**Задание:**
Выведи целиком и без единого изменения приведённый ниже отрывок о жизни Москвы середины XIX века.

**Отрывок текста:**

Читаем Повседневная жизнь Москвы на рубеже XIX—XX веков полностью

Москву середины XIX века можно было назвать большим дворянским гнездом. Тут жили зажиточные независимые семьи, которые не искали служебной карьеры и не примыкали ко двору… жили радушно и беспечно. В богатых домах давали балы, маскарады, вечера. Жившая при высочайшем дворе фрейлина Тютчева, сравнивая Москву с Петербургом, писала: «В Петербурге все либо военные, либо чиновники… все носят мундир, все куда-то спешат, кому-то хотят услужить, кому-то подчинены. Москва, наоборот, город величайшей свободы, безалаберности; здесь не любят стесняться, любят свои удобства. Это проявляется во всём: в пестроте толпы, в костюмах самых разнообразных фасонов и цветов, в устарелых дамских модах, в причудливой и своеобразной упряжке экипажей, в уличном шуме и движении… Москва — город полнейшего досуга. Здесь каждый живёт для себя, согласно своему удобству».

**Содержание записей:**
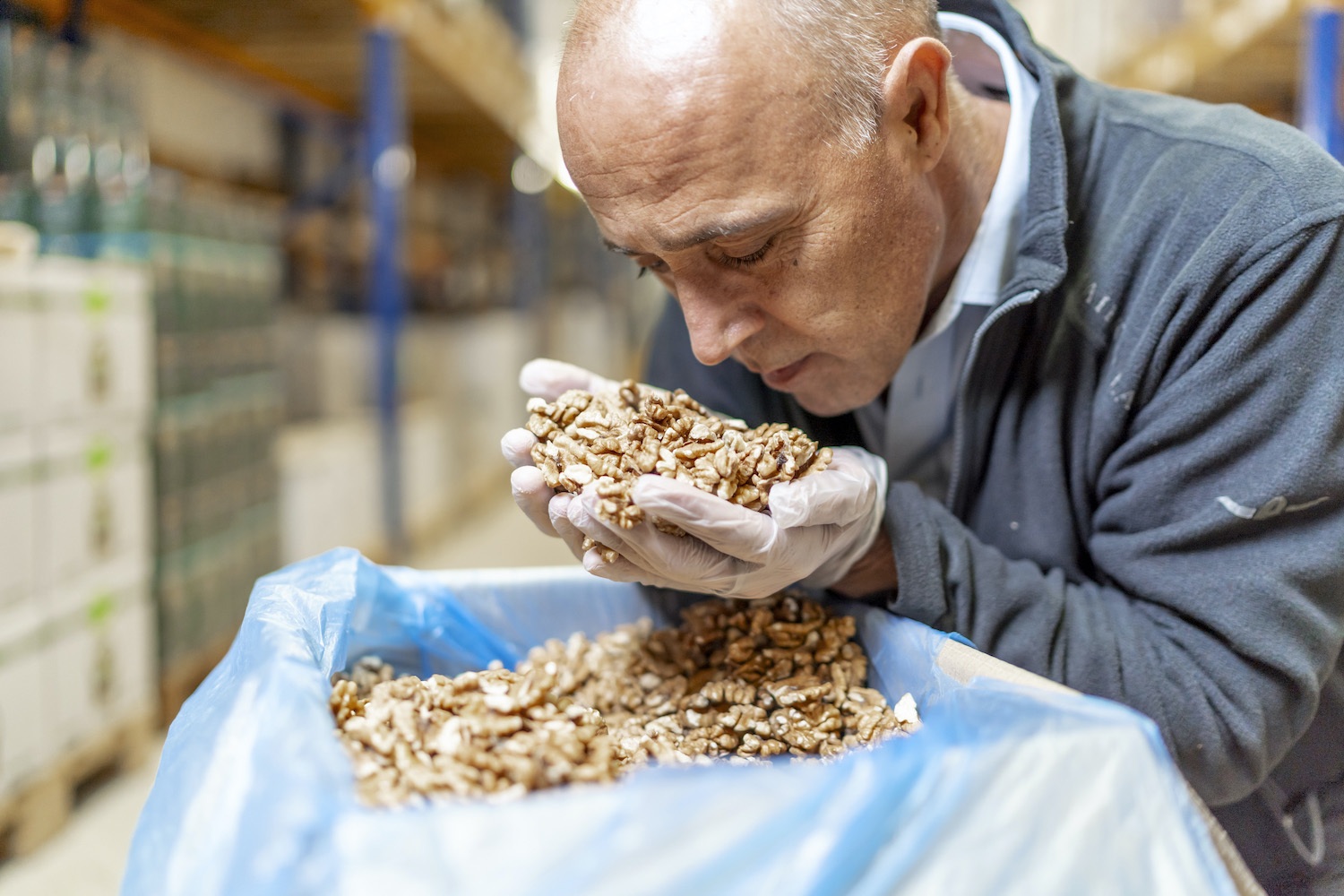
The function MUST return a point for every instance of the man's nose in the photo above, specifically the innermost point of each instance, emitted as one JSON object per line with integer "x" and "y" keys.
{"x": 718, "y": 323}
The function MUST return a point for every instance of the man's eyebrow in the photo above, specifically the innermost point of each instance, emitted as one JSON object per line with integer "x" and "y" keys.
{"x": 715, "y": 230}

...

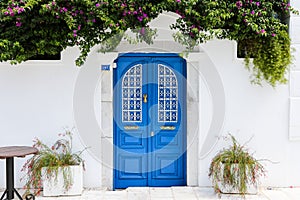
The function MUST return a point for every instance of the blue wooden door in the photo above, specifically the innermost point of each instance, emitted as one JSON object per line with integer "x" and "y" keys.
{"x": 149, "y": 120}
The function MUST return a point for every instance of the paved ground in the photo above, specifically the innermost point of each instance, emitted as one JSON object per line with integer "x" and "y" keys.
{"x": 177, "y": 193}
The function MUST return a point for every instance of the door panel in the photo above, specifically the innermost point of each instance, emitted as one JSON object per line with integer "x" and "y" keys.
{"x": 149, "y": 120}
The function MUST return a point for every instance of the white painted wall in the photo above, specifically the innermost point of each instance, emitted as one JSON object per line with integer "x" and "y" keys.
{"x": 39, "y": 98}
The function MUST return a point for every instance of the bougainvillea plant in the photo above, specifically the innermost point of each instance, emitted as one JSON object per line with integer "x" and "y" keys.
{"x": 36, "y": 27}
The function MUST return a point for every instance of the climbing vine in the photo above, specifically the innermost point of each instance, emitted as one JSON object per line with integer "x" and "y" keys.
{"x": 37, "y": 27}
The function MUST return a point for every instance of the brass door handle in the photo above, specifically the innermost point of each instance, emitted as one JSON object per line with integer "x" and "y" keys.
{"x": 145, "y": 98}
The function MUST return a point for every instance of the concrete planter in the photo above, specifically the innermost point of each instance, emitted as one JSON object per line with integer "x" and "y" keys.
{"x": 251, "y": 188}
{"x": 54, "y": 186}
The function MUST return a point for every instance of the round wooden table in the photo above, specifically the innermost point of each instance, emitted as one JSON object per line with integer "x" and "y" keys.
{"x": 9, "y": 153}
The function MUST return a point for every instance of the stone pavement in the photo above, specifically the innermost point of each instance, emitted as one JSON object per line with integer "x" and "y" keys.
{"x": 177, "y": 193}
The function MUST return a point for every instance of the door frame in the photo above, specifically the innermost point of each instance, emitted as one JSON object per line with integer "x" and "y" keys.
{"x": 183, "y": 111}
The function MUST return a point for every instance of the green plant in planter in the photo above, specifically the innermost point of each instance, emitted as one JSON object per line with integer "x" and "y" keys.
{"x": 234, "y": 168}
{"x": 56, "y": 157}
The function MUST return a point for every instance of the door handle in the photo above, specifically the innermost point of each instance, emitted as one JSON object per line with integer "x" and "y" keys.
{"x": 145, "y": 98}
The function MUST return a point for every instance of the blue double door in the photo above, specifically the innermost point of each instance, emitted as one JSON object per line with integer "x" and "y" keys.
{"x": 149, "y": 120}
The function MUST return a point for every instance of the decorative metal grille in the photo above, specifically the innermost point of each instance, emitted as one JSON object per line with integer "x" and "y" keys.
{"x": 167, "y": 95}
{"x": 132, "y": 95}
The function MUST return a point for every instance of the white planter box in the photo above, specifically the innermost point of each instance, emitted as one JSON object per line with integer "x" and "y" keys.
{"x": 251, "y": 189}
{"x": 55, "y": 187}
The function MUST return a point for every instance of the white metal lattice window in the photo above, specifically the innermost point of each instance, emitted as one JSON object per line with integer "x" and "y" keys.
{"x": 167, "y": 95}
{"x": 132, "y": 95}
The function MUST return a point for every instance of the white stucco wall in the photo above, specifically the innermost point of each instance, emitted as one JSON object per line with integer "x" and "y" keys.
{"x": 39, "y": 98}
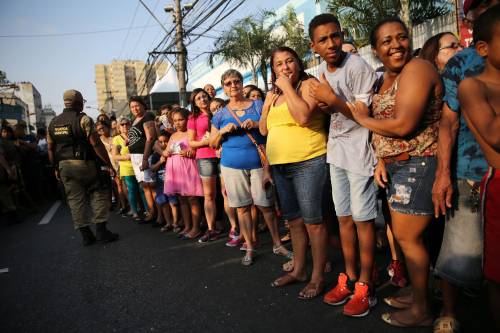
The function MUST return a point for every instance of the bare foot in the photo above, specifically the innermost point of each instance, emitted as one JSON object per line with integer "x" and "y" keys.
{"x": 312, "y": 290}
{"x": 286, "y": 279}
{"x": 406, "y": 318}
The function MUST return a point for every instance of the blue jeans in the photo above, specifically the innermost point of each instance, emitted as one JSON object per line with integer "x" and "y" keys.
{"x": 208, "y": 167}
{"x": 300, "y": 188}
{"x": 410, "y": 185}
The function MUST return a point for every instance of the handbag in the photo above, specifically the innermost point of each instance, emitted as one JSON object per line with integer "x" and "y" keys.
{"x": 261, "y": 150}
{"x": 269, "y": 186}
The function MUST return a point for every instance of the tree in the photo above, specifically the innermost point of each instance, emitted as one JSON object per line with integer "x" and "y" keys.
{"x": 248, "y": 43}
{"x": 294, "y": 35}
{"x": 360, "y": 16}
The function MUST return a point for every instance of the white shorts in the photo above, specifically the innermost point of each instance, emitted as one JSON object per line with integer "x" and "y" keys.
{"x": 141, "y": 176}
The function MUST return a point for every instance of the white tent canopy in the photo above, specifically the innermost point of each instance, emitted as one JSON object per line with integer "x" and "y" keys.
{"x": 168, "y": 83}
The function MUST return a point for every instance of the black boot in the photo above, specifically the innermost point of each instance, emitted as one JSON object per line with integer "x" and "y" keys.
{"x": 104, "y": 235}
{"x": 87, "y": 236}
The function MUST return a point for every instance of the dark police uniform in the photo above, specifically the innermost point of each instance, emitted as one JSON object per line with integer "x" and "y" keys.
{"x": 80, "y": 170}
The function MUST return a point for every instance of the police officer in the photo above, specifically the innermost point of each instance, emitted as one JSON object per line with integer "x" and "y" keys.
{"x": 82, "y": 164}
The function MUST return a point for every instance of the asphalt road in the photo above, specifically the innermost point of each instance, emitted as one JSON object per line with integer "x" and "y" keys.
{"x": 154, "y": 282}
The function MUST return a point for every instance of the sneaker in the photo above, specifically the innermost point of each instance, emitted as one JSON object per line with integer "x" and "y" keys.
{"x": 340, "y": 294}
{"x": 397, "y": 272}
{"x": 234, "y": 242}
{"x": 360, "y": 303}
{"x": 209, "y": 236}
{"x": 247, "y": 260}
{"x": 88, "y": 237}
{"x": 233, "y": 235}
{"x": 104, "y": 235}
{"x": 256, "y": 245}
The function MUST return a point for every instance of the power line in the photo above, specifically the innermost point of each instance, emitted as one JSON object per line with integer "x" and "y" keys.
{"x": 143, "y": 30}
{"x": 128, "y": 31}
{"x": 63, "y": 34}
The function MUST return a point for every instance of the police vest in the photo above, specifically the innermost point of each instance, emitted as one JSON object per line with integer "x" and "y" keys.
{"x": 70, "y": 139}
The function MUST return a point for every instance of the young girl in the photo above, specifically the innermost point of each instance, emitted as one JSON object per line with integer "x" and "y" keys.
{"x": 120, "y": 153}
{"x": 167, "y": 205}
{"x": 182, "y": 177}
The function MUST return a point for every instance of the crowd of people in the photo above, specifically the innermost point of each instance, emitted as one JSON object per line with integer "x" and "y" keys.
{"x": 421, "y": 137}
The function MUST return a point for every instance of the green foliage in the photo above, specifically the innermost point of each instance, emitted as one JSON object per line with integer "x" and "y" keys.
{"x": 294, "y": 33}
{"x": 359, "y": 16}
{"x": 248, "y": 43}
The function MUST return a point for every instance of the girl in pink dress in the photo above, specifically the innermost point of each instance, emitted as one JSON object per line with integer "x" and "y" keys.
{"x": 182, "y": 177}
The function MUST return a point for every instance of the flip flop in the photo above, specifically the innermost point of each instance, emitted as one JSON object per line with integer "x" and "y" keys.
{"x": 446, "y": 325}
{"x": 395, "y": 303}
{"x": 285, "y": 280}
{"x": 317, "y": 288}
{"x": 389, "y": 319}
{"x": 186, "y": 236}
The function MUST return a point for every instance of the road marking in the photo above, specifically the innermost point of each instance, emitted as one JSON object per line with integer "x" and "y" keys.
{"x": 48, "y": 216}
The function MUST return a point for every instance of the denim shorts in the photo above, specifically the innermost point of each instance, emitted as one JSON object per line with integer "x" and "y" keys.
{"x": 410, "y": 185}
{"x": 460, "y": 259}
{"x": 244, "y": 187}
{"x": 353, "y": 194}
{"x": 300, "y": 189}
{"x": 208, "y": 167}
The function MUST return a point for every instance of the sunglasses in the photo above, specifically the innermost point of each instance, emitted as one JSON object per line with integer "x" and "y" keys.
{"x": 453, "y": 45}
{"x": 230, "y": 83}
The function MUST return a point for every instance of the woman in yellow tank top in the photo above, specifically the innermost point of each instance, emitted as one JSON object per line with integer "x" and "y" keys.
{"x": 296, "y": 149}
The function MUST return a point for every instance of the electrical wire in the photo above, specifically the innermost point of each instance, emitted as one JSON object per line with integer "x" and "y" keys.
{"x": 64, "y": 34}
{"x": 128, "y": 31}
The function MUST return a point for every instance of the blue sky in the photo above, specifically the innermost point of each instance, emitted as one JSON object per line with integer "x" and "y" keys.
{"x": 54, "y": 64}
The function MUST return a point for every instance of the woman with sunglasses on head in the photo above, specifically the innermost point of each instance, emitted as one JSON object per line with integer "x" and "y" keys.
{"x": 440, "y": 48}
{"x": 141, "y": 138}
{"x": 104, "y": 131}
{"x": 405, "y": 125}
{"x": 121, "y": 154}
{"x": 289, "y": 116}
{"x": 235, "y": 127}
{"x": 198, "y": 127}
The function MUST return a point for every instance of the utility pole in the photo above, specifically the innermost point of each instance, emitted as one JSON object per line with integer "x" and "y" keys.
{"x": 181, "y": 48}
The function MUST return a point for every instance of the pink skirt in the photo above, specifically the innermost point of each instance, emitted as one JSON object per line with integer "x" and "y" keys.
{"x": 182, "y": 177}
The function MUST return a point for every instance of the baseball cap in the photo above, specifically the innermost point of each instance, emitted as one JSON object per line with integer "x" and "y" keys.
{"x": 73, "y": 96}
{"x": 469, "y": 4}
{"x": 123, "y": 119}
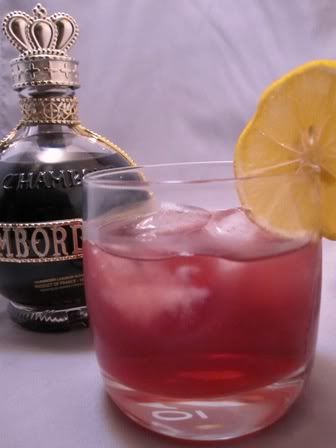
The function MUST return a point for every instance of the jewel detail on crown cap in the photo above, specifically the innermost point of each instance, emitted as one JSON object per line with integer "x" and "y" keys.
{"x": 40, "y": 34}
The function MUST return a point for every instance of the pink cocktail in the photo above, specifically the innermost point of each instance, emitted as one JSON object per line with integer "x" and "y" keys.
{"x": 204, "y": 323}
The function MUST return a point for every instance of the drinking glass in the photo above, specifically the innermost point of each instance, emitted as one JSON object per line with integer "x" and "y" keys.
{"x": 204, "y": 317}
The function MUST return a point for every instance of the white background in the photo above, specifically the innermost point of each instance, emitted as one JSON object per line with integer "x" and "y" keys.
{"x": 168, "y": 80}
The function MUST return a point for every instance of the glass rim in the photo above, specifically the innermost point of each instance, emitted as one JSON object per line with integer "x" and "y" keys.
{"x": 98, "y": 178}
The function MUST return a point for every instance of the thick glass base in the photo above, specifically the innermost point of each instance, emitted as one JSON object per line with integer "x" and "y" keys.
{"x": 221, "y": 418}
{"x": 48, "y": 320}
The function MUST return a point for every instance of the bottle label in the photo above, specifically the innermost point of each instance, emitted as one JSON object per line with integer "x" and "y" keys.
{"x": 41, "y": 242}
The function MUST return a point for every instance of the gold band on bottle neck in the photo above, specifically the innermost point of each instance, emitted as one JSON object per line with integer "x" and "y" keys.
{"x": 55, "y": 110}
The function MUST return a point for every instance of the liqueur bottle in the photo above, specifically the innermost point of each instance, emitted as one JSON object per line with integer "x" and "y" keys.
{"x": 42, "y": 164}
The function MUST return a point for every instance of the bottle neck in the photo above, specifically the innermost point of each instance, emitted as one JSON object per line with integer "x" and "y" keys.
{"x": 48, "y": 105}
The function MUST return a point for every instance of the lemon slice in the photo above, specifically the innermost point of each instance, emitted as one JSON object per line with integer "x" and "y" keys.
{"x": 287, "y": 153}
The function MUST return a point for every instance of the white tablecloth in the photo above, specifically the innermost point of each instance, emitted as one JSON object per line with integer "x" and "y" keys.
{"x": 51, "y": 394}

--

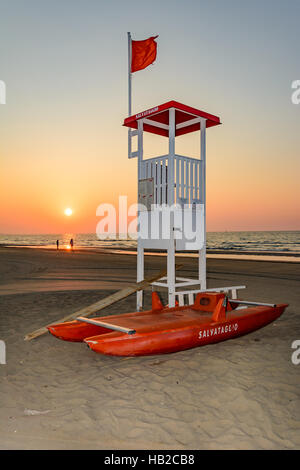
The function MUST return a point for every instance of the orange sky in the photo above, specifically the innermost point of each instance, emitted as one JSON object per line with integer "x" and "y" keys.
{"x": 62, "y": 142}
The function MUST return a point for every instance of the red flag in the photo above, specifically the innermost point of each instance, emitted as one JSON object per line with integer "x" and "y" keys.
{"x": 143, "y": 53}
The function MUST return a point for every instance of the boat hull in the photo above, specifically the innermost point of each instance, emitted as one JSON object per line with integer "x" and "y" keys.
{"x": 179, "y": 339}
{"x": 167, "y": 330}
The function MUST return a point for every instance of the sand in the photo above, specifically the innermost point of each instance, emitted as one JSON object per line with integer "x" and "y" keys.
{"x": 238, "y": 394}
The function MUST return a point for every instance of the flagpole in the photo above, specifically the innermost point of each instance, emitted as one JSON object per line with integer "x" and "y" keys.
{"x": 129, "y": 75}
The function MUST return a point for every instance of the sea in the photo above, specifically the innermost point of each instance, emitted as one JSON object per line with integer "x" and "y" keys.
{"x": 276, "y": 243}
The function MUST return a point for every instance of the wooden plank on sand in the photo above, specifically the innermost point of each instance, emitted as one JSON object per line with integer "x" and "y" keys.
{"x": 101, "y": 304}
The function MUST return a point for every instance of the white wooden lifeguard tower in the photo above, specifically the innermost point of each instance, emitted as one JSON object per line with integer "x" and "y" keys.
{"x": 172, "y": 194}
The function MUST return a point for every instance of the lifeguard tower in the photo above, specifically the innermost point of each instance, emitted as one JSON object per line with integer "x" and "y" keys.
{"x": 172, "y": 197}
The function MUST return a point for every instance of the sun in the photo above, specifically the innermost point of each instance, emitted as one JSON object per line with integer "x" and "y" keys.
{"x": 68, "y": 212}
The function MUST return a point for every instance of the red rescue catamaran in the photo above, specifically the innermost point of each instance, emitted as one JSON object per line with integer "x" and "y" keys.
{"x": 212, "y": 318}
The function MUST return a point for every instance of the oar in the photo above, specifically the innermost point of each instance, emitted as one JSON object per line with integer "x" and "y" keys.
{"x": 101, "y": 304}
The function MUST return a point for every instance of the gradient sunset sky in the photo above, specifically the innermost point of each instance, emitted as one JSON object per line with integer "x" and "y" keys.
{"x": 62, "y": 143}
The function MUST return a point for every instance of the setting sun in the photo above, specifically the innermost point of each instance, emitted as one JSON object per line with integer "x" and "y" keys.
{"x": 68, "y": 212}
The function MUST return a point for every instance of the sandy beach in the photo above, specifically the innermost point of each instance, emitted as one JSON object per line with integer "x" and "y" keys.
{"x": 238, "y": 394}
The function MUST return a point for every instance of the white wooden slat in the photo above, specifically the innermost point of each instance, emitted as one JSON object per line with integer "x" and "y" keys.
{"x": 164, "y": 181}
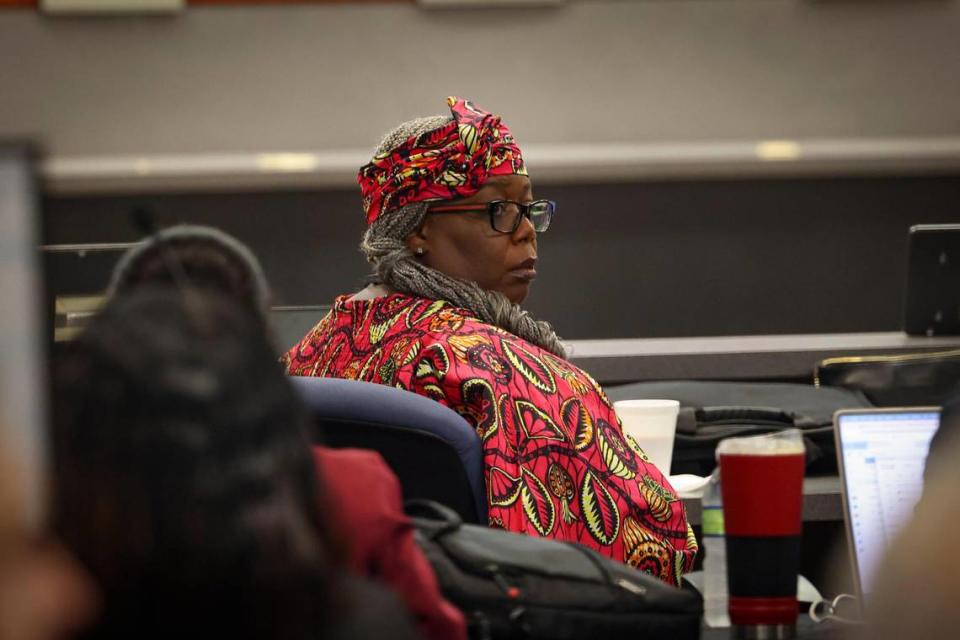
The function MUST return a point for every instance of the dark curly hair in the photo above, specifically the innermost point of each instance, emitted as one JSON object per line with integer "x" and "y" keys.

**Решение задания:**
Читаем Повседневная жизнь Москвы на рубеже XIX—XX веков полностью

Москву середины XIX века можно было назвать большим дворянским гнездом. Тут жили зажиточные независимые семьи, которые не искали служебной карьеры и не примыкали ко двору… жили радушно и беспечно. В богатых домах давали балы, маскарады, вечера. Жившая при высочайшем дворе фрейлина Тютчева, сравнивая Москву с Петербургом, писала: «В Петербурге все либо военные, либо чиновники… все носят мундир, все куда-то спешат, кому-то хотят услужить, кому-то подчинены. Москва, наоборот, город величайшей свободы, безалаберности; здесь не любят стесняться, любят свои удобства. Это проявляется во всём: в пестроте толпы, в костюмах самых разнообразных фасонов и цветов, в устарелых дамских модах, в причудливой и своеобразной упряжке экипажей, в уличном шуме и движении… Москва — город полнейшего досуга. Здесь каждый живёт для себя, согласно своему удобству».